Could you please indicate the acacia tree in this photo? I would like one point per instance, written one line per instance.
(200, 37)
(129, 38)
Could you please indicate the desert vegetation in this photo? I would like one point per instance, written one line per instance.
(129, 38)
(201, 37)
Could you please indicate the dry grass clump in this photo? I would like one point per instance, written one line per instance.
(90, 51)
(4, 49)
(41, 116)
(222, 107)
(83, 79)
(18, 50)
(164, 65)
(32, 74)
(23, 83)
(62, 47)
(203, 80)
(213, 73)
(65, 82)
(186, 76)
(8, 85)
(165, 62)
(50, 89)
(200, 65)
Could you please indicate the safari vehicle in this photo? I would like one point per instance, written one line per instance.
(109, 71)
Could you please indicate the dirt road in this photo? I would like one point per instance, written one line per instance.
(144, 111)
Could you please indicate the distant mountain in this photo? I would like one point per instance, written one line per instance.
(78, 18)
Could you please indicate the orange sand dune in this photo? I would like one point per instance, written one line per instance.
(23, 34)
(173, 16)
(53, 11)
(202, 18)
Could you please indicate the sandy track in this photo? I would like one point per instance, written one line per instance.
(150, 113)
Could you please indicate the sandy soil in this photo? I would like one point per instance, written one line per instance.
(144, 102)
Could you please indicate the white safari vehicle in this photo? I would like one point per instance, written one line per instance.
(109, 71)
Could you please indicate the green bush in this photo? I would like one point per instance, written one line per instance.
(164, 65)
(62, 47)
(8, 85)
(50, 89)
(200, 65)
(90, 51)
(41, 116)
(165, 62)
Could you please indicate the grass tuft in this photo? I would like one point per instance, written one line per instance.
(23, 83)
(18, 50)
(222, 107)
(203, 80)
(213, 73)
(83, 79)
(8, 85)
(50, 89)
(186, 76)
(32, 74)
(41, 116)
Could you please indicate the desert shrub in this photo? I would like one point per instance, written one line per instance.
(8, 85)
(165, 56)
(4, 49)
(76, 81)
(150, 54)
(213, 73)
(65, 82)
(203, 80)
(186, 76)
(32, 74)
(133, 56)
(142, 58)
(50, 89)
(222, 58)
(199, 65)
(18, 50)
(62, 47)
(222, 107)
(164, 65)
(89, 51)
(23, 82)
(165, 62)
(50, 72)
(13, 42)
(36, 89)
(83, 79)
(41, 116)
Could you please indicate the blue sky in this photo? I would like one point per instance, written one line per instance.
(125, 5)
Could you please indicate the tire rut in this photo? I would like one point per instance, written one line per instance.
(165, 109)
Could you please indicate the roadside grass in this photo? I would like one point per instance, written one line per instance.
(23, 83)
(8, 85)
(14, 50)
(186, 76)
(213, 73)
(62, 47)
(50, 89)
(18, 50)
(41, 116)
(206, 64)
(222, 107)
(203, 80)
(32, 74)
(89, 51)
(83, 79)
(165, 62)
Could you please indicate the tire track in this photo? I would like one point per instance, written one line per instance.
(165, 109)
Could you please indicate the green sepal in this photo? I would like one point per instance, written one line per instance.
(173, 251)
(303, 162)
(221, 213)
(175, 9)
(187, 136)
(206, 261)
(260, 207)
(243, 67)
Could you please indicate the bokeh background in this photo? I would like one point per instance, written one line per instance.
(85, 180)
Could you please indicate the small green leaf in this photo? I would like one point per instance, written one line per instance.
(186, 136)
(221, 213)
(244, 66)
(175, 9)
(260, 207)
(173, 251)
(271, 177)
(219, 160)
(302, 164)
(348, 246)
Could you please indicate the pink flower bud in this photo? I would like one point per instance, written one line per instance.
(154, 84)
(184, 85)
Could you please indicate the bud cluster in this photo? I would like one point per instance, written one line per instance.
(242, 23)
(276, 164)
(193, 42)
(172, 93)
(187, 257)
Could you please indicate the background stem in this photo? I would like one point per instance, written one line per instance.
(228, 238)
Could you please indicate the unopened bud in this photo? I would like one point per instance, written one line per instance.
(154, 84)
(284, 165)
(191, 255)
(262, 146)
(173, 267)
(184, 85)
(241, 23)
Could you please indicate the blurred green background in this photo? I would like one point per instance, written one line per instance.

▶ _Problem_:
Retype each of the records, word for word, with nothing added or dropped.

▶ _Solution_:
Could you please indicate the acacia tree in this photo? I would like one point per instance, written one line per instance.
(200, 37)
(129, 38)
Could you please indicate the desert vegetation in this photo? I would like one point per instance, written one line per instance.
(129, 38)
(201, 37)
Could you please indicate the dry grass clump in this photo? I would like one point per instance, written one line per instance.
(90, 51)
(4, 49)
(41, 116)
(222, 107)
(83, 79)
(18, 50)
(164, 65)
(32, 74)
(23, 83)
(62, 47)
(203, 80)
(213, 73)
(65, 82)
(186, 76)
(8, 85)
(165, 62)
(50, 89)
(200, 65)
Could you please indicate the safari vehicle in this photo? I would like one point per instance, written one line per instance.
(109, 71)
Could you please indicate the dirt road in this photo? I would like one point per instance, written one line per instance.
(144, 111)
Could you please indicate the distant mountain in this photo? I would like one point per instance, written one line per instance.
(78, 18)
Could you please indicate the orange sand dune in this photo? I would like one point per instance, written one line per instance.
(23, 34)
(173, 16)
(53, 11)
(202, 18)
Could you please indicate the sandy track in this photo? I would like one point per instance, written one line per instance.
(150, 113)
Could you please indicate the sandy soil in this photo? I would like one point per instance, written one line per instance.
(144, 102)
Could you please indicate the white safari vehicle in this photo? I would like one point per instance, written one line per instance.
(109, 71)
Could you please indicate the green bush in this photo? I would like one point per instance, written one line per instance.
(164, 65)
(62, 47)
(8, 85)
(50, 89)
(200, 65)
(90, 51)
(41, 116)
(165, 62)
Could you please indicate the grass tuft in this photo? I would like one point per instance, written one line per instance.
(23, 83)
(18, 50)
(222, 107)
(203, 80)
(213, 73)
(83, 79)
(8, 85)
(50, 89)
(186, 76)
(32, 74)
(41, 116)
Could you please indicate the desert shrub in this photo? I would like one point per instance, written one line per instance.
(8, 85)
(165, 56)
(4, 49)
(76, 81)
(150, 54)
(213, 73)
(65, 82)
(203, 80)
(186, 76)
(32, 74)
(133, 56)
(142, 58)
(50, 89)
(222, 58)
(199, 65)
(18, 50)
(62, 47)
(222, 107)
(164, 65)
(89, 51)
(23, 82)
(165, 62)
(50, 72)
(13, 42)
(36, 89)
(83, 79)
(41, 116)
Could you please indicate the blue sky in this photo? I would like one point per instance, written one line per instance.
(125, 5)
Could you please indicate the tire rut in this photo? I would like one point per instance, written one line per instance.
(165, 109)
Could you please indicate the roadside grass in this photo? I would like one point per instance, written one line per instance.
(23, 83)
(8, 85)
(14, 50)
(186, 76)
(213, 73)
(62, 47)
(50, 89)
(18, 50)
(41, 116)
(206, 64)
(222, 107)
(203, 80)
(32, 74)
(89, 51)
(83, 79)
(165, 62)
Could you please indicate the tire track in this photo? I would like one point per instance, written one line per instance.
(165, 109)
Could you please indicate the green sepal in this photo? I would like one point per instance, written one line per instance.
(173, 251)
(303, 162)
(221, 213)
(175, 9)
(187, 136)
(206, 261)
(260, 207)
(243, 67)
Could you please indicate the bokeh background in this photo? I would like one point per instance, written one line per instance.
(85, 180)
Could you please indicate the small green leaf in this photo? I would like one point per instance, written one line per instance.
(186, 136)
(221, 213)
(244, 66)
(175, 9)
(260, 207)
(173, 251)
(271, 177)
(219, 160)
(302, 164)
(348, 246)
Could you please indicate the pink flower bud in this photo? I would like one point per instance, written one line per instance.
(154, 84)
(184, 85)
Could you please indicate the bud cluster in this photo? I would like one point per instance, written one line per instance.
(242, 23)
(276, 164)
(193, 42)
(172, 93)
(187, 257)
Could you please indicate the background stem in this photo? I would like one point per instance, written one line per instance.
(228, 238)
Could you please indicate the unopened bud in this photo? I would like one point per instance, written one line per instance.
(154, 84)
(284, 165)
(191, 255)
(262, 146)
(173, 267)
(184, 85)
(241, 23)
Could you please indicate the blurred green background in this photo? I would like one point per instance, written one line per instance.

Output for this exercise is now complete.